[Collected data]

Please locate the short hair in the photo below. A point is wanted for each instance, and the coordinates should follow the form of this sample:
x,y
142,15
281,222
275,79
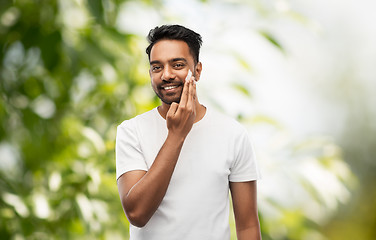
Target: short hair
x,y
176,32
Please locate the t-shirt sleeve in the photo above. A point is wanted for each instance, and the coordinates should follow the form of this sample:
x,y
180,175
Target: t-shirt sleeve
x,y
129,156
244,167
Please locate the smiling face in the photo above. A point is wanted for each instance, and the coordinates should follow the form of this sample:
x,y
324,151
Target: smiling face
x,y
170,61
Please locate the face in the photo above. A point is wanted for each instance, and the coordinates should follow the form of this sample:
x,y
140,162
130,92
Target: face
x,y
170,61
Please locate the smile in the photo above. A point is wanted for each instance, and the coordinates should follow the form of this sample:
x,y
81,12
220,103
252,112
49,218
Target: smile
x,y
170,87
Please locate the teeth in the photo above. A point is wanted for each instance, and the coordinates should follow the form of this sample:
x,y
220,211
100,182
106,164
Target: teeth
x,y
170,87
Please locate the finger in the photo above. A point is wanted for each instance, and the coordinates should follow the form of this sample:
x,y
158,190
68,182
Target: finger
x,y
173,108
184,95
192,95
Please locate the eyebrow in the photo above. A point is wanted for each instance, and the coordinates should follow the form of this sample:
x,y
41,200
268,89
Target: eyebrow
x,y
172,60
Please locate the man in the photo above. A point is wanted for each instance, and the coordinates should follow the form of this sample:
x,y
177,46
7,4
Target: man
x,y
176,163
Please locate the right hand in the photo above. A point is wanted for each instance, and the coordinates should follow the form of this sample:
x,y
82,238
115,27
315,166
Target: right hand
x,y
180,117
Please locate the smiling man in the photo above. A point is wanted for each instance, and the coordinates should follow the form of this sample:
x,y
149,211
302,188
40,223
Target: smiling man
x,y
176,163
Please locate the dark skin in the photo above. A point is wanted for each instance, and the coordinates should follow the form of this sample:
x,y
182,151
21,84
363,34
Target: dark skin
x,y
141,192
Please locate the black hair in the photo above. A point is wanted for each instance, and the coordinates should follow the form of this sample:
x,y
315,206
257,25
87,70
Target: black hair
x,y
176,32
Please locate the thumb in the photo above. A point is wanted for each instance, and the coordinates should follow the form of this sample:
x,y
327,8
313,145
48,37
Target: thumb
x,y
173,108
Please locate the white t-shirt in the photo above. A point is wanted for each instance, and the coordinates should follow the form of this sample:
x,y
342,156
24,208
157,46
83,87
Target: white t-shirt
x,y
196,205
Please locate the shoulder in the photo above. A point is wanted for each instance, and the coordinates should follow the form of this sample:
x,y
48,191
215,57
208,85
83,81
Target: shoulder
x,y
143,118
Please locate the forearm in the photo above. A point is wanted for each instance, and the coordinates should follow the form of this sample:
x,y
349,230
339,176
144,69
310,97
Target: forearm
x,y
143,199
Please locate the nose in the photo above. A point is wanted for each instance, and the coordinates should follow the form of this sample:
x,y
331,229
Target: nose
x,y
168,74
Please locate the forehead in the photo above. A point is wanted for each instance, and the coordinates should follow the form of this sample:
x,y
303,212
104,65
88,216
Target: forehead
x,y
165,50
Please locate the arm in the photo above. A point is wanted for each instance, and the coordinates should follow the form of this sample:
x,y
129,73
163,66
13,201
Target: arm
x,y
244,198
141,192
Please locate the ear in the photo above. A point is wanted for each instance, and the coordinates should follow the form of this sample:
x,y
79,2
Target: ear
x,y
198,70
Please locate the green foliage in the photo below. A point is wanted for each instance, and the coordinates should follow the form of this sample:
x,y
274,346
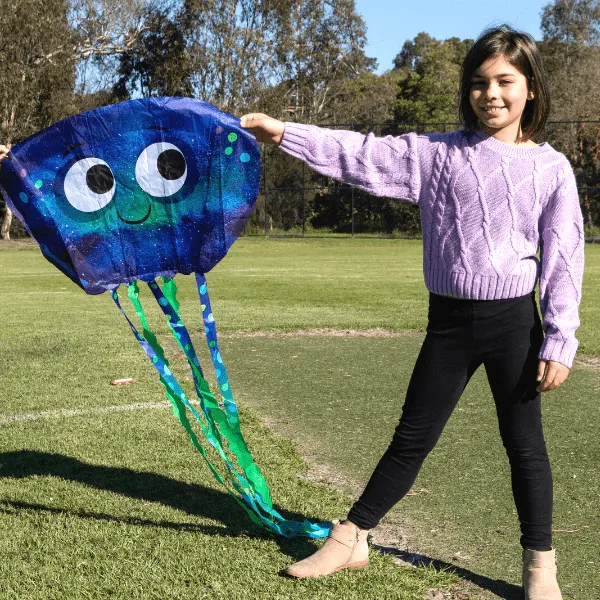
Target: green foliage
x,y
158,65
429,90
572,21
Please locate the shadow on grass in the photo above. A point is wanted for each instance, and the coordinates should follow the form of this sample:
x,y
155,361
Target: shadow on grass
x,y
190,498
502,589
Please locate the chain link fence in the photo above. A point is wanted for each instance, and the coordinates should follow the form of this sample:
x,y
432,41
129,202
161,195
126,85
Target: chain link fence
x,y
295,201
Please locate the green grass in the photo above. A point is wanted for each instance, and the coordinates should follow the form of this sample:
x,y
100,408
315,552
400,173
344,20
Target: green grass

* * *

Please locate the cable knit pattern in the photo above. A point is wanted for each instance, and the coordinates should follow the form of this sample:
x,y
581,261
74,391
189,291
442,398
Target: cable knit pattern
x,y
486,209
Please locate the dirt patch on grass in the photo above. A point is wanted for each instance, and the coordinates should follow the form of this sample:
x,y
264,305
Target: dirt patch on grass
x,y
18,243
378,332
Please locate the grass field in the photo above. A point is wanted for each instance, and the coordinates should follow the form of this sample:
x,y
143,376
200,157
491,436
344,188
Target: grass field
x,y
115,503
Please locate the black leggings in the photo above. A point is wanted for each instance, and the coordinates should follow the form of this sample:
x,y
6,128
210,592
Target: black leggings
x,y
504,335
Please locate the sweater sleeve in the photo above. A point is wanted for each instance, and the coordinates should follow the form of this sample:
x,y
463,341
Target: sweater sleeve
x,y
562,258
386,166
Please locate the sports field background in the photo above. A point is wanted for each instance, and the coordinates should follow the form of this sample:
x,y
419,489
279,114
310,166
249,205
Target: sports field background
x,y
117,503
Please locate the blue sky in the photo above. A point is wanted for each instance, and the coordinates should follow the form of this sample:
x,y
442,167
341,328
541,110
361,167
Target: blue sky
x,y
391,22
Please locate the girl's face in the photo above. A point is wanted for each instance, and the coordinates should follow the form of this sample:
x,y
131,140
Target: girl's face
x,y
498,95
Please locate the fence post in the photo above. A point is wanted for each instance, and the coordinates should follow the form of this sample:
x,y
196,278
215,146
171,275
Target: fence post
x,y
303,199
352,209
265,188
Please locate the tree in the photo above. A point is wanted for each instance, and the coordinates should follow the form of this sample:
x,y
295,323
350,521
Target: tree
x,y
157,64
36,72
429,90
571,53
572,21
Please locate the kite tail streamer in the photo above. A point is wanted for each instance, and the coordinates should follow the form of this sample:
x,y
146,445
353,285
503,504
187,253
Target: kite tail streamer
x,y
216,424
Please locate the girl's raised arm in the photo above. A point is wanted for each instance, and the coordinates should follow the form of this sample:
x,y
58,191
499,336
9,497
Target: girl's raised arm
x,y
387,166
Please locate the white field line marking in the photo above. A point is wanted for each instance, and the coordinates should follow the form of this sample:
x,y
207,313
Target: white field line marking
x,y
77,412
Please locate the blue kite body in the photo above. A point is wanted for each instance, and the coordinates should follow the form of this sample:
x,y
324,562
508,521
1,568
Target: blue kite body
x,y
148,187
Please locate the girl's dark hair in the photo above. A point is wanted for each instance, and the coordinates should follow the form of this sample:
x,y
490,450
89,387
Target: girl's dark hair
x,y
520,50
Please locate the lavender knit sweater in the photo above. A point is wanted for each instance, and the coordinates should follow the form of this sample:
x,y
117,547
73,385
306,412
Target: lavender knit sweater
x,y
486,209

| INSTRUCTIONS TO FOLLOW |
Report every line in the data above that contains the word "patch", and treat uppercase and lowercase as different.

| RESPONSE TO THE EXERCISE |
Please locate the dirt patch on grass in the photo above. A point is wanted for each instance, and the coordinates should follow the form of this sample:
Target: dirt patch on grass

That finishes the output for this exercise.